**SHORT PROBLEM:**
Edit the listing below by replacing every occurrence of "large green leaf" with "broad green leaf" and leaving all other text unchanged. Leave the pictures out of your output.

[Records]
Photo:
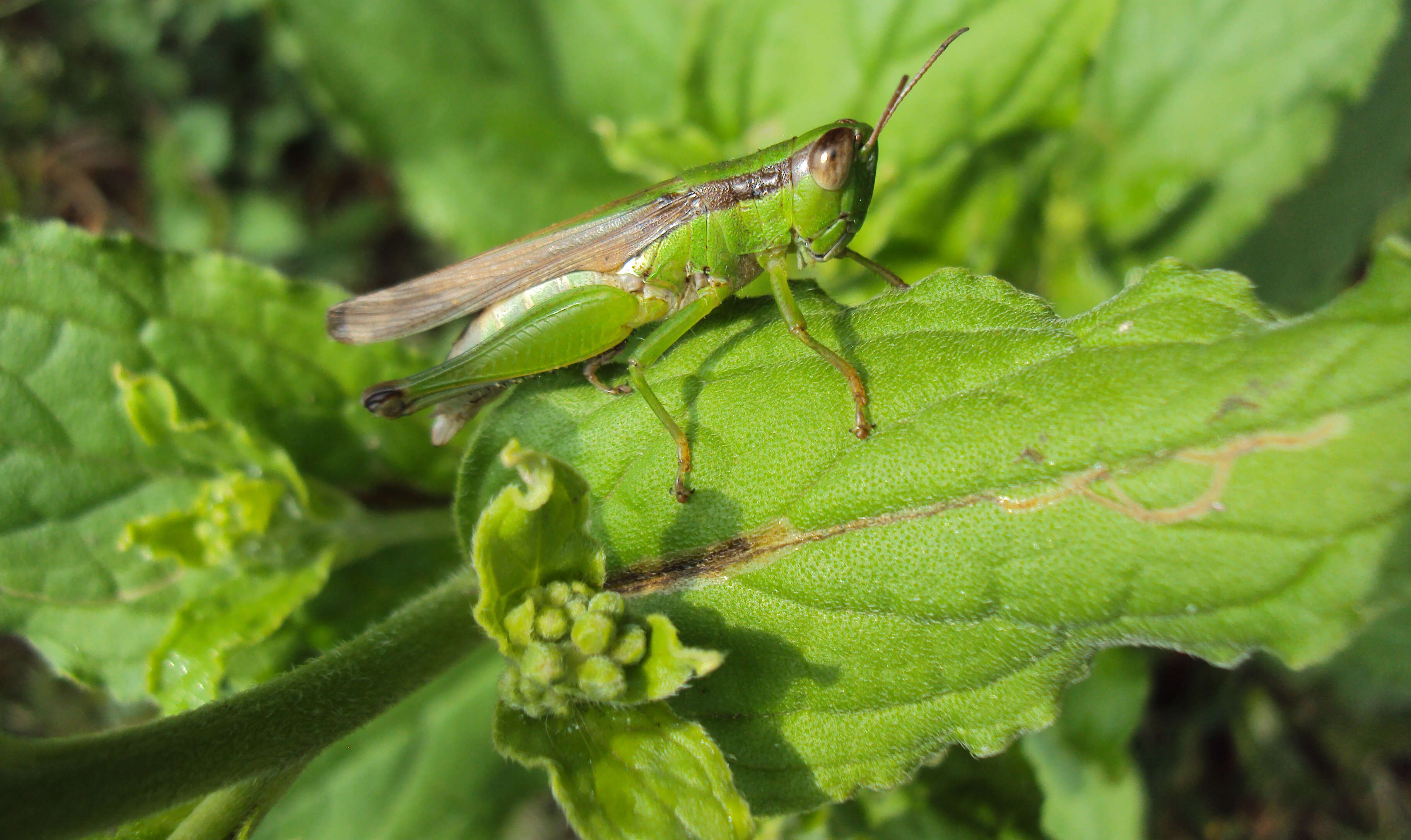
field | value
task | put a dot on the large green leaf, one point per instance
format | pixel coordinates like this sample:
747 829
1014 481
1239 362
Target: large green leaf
242 347
635 773
1172 469
1093 788
425 770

**SOLUTION TO THE EXERCISE:**
Photo:
field | value
task | put a dot on the broad green leaf, one point per instance
format | pixel coordinates like this sample:
747 829
1014 481
1239 362
Target: broad green leaf
242 347
635 773
1172 469
1093 788
425 770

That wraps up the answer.